▸ Dataset entries:

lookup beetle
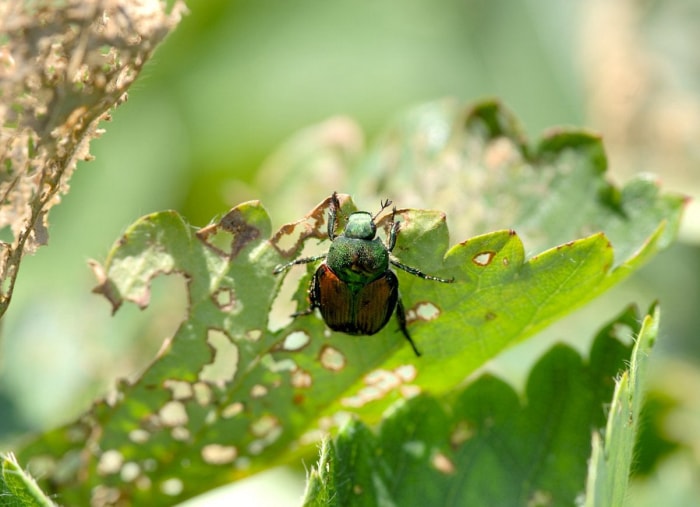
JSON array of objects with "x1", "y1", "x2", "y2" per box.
[{"x1": 273, "y1": 192, "x2": 454, "y2": 357}]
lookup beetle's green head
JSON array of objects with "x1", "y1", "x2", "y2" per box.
[{"x1": 342, "y1": 212, "x2": 376, "y2": 240}]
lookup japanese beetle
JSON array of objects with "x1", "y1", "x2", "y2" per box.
[{"x1": 274, "y1": 192, "x2": 453, "y2": 357}]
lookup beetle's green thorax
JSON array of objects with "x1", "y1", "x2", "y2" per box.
[
  {"x1": 342, "y1": 212, "x2": 376, "y2": 240},
  {"x1": 326, "y1": 236, "x2": 389, "y2": 284}
]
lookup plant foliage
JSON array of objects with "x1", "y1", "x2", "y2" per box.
[{"x1": 14, "y1": 100, "x2": 683, "y2": 506}]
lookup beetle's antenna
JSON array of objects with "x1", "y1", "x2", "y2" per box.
[{"x1": 373, "y1": 198, "x2": 392, "y2": 220}]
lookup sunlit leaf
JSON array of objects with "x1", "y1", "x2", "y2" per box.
[{"x1": 15, "y1": 101, "x2": 683, "y2": 505}]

▸ Requirement: A word-for-word copy of the lines above from the one with "lookup beetle's green head" through the one with "lookup beetle's green thorax", inclusive, is the only output wanted.

▸ Response to the exercise:
lookup beetle's green head
JSON array of objects with "x1", "y1", "x2", "y2" per box.
[{"x1": 342, "y1": 212, "x2": 376, "y2": 240}]
lookup japanese beetle
JSON array of objects with "x1", "y1", "x2", "y2" per box.
[{"x1": 274, "y1": 192, "x2": 453, "y2": 357}]
lookup beetle's green thorax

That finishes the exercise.